__ARTICLE__.
-- start --
State Route 194 (SR-194) is a state highway in northern Utah County, Utah, in the United States that runs along 2100 North in Lehi and connects SR-68 (Redwood Road) with Interstate 15 and U.S. Route 89. The route is a part of the greater Mountain View Corridor project.

Route description

SR-194 begins in Lehi at the northbound ramps of I-15 exit 282. From its eastern terminus, the route briefly runs concurrently with northbound US-89 as they swing to the west onto the alignment of 2100 North. The routes promptly arrive at an intersection with State Street and the southbound I-15 on and off-ramps, where US-89 splits to the south on State Street.

Continuing west, SR-194 splits into a divided highway with split intersections at Thanksgiving Way, Triumph Boulevard, 3600 West, and Redwood Road, as well as Texas U-turns immediately west of Triumph Boulevard and on both sides of 3600 West. Just before crossing over the Jordan River the route leaves Lehi and enters unincorporated Utah County. After crossing 3600 West, SR-194 reaches its current western terminus at SR-68 (Redwood Road). In the future, an extension from this intersection will be constructed farther west as part of SR-85 (Mountain View Highway) and will loop to the southwest and end at SR-73 in Saratoga Springs.

History

As part of the Mountain View Corridor project, construction began in 2010 on the western end of 2100 North in Lehi. The new section of roadway ran between I-15/US-89 and Redwood Road, and was completed in September 2011. It was the first road segment of the Mountain View Corridor project to be built and was designated as SR-85.
-- end --
__DATA BLOCK__.
-- start --
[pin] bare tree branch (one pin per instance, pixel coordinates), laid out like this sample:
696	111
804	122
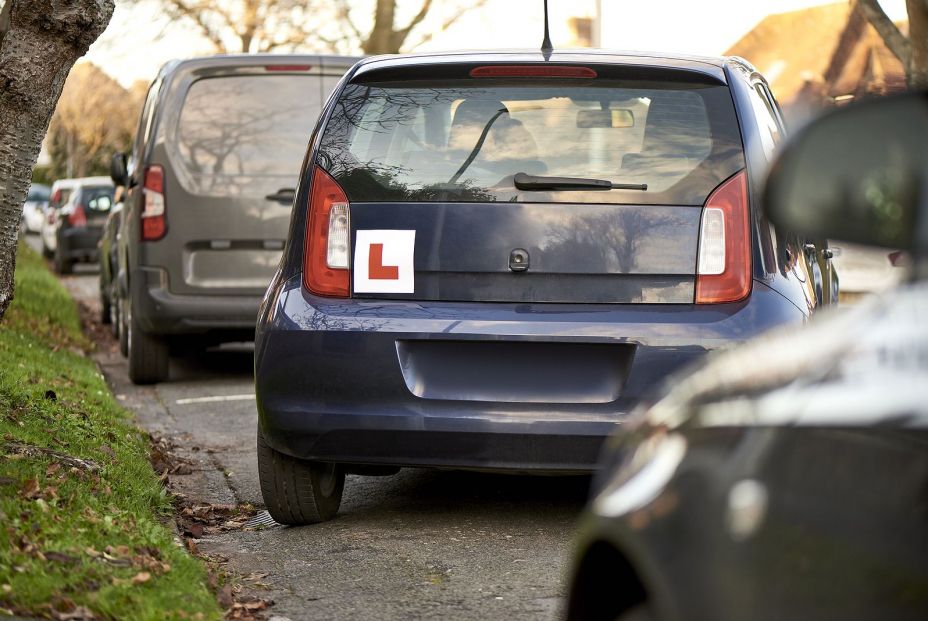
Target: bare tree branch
-- end --
__TASK BRIEF__. Please write out, word for word, the section of the State Route 194 article that starts at "Route description" and ends at "on State Street.". The data isn't needed here.

__EXPECTED OUTPUT__.
Route description

SR-194 begins in Lehi at the northbound ramps of I-15 exit 282. From its eastern terminus, the route briefly runs concurrently with northbound US-89 as they swing to the west onto the alignment of 2100 North. The routes promptly arrive at an intersection with State Street and the southbound I-15 on and off-ramps, where US-89 splits to the south on State Street.